[INFORMATION SUPPLIED]
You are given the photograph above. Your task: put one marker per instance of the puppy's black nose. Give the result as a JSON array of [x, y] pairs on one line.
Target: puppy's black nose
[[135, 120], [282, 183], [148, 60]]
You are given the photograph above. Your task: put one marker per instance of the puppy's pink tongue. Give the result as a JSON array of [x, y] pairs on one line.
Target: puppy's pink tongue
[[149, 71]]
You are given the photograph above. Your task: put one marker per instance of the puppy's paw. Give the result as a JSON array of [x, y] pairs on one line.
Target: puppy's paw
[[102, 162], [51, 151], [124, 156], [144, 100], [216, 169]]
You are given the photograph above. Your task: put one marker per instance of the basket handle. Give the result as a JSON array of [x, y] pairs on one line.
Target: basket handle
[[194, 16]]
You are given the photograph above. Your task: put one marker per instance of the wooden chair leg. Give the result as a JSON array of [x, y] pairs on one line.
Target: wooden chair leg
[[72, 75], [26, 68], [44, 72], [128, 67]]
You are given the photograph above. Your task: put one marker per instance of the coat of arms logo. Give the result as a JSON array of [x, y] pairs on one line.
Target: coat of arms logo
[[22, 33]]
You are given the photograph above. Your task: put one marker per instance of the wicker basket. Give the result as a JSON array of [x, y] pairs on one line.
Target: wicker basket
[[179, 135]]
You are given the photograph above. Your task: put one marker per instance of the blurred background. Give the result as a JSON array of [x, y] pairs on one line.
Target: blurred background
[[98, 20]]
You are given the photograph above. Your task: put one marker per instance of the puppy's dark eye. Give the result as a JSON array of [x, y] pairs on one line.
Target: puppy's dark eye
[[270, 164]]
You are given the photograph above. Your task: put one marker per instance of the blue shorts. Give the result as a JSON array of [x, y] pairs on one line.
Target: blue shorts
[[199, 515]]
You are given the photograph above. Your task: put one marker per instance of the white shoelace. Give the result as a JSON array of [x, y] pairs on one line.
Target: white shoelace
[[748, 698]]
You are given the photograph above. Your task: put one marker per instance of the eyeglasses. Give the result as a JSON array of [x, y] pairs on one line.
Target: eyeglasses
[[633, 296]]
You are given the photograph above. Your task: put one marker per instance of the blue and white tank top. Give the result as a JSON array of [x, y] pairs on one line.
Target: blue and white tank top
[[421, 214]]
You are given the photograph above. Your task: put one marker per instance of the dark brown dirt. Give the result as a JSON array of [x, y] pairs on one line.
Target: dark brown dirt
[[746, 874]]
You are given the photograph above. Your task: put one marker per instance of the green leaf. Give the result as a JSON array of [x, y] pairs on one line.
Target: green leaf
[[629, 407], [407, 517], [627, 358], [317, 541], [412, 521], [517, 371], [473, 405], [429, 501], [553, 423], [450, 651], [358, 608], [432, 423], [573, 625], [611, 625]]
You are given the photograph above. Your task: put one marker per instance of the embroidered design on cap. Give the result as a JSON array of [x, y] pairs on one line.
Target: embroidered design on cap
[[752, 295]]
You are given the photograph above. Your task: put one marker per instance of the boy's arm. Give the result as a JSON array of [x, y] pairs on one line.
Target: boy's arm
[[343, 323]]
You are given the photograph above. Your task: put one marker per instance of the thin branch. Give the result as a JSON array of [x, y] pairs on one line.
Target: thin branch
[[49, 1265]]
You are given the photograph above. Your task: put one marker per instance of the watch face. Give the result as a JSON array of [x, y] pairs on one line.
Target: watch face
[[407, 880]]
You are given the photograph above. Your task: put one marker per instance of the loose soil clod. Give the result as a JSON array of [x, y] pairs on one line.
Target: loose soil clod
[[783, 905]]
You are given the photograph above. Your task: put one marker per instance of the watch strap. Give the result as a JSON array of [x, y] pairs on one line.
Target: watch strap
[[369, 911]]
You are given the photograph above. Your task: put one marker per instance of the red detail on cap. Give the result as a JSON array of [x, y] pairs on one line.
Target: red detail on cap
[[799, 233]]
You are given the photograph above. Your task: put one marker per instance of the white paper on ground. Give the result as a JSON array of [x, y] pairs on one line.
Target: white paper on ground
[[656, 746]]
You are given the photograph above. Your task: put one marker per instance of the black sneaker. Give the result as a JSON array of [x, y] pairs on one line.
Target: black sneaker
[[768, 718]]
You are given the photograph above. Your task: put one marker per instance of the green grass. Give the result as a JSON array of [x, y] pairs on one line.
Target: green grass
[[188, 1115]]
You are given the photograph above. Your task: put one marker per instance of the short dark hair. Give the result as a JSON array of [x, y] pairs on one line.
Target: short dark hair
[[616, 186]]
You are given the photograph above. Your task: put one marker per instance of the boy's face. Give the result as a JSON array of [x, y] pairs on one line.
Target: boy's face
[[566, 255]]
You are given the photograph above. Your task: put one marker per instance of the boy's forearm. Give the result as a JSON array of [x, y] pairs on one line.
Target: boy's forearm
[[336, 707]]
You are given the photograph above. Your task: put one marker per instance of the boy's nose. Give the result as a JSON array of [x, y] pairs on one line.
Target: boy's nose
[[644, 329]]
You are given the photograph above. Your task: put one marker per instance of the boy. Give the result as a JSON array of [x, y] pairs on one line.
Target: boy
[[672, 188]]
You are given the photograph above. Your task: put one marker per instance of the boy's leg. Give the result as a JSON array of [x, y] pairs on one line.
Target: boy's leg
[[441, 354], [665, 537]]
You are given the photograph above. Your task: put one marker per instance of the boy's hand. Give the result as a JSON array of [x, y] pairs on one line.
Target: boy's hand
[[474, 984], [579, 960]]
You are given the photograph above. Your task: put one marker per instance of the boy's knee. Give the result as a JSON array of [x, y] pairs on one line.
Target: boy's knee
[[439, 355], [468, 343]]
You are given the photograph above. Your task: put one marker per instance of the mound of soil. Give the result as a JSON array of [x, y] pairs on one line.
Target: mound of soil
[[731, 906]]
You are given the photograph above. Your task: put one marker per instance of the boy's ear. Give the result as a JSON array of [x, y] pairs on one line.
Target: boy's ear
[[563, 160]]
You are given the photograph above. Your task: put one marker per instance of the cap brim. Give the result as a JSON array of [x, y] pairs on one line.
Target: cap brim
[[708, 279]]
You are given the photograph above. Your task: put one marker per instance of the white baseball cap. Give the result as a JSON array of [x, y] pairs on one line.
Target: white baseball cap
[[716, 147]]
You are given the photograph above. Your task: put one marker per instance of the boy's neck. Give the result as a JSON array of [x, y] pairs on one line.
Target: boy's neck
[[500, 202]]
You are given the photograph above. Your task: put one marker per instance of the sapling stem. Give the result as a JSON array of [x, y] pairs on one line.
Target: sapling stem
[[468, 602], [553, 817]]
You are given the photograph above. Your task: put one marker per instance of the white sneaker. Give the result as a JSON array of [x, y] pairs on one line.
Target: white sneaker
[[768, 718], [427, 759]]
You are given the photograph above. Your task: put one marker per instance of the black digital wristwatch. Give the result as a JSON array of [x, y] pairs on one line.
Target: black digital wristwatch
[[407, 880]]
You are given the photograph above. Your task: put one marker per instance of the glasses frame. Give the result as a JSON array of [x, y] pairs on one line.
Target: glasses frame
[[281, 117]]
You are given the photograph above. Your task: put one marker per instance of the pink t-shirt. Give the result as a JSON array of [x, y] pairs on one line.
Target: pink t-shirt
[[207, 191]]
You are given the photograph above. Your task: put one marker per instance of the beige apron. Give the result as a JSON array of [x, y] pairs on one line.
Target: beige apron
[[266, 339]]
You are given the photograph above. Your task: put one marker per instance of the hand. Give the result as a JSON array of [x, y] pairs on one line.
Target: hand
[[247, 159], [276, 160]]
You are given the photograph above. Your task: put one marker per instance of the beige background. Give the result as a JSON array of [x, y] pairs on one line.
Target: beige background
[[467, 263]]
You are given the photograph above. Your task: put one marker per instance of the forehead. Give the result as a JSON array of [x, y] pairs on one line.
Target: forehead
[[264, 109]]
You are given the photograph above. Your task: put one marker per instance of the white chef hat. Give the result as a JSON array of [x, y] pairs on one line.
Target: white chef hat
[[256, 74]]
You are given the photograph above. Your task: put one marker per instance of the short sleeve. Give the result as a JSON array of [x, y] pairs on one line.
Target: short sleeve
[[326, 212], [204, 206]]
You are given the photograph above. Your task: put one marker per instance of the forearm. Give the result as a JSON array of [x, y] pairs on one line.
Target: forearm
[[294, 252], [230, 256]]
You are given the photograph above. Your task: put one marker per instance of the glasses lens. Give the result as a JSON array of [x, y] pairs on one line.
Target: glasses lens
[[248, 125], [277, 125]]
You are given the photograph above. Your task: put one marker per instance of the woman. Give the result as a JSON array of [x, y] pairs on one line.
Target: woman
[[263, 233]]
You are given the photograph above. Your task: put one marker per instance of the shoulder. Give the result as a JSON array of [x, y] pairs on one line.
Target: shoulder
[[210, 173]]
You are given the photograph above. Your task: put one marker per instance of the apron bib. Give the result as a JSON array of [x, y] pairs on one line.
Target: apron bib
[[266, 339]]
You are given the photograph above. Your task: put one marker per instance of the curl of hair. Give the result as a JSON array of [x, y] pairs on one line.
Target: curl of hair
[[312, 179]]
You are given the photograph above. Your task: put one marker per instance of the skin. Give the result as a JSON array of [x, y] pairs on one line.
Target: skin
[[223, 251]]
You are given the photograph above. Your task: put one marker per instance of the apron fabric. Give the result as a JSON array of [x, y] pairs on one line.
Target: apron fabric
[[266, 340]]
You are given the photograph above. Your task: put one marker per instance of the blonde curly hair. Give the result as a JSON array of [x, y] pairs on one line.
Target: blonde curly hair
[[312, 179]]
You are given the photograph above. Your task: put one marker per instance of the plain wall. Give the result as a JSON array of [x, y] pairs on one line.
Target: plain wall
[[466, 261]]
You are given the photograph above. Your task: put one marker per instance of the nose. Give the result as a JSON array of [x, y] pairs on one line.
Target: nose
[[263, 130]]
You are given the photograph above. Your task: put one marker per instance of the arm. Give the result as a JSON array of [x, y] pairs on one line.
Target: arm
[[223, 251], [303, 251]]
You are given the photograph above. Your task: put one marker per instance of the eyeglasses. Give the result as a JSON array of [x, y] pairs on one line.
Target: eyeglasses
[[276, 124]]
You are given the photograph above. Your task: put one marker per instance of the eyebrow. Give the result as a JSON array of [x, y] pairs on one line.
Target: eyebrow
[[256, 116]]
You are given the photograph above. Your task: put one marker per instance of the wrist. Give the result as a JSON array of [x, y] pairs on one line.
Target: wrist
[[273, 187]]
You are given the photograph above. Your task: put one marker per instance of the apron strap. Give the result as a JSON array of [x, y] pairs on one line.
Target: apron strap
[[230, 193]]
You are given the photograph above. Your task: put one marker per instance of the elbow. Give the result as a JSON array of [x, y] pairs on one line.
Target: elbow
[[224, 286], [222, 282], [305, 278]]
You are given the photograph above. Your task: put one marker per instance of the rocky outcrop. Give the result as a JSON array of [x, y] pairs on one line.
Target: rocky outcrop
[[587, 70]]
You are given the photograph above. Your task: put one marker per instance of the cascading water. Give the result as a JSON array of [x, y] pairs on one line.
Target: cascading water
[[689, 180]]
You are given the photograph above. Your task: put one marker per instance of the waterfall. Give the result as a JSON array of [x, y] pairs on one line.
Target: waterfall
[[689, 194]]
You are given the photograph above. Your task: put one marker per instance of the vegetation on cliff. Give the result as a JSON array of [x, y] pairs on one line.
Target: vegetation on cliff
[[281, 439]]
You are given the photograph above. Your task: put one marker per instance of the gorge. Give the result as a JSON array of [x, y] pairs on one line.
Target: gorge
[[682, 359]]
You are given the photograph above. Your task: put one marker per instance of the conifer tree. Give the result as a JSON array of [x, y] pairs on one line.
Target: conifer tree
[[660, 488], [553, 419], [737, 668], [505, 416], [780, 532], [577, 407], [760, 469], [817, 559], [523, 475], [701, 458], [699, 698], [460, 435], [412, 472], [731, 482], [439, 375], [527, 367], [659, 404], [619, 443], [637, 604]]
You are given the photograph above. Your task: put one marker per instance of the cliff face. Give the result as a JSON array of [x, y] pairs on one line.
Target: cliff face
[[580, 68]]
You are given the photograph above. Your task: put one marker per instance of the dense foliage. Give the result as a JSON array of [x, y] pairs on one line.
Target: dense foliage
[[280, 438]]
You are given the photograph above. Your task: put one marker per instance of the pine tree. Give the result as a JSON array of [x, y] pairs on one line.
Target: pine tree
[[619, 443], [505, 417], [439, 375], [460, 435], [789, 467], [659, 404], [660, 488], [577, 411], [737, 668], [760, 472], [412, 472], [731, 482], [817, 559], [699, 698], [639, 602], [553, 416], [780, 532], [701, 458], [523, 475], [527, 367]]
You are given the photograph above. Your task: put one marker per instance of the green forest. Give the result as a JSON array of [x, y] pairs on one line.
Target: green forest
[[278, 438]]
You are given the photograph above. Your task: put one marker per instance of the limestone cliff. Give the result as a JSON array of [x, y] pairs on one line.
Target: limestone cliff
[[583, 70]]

[TASK DESCRIPTION] All lines above between those holding "of the vegetation" and "of the conifer", inclusive, must be set down unchanged, and no other line may be included.

[FINISHED TASK]
You are given the photograph above. Your task: put one marker per instance of the vegetation on cliff. Give the result as a JSON array of [x, y] pairs on one line.
Target: vegetation on cliff
[[281, 439]]
You are given the photograph above. Your task: put one marker per instance of the gorge. Give the result as a JSON array of [x, y] pairs on one line.
Target: gorge
[[682, 359]]
You are given the photograph above. Your task: put one marker per instance of the conifer tree. Give the result as a JSON array of [x, y] pairs on one line.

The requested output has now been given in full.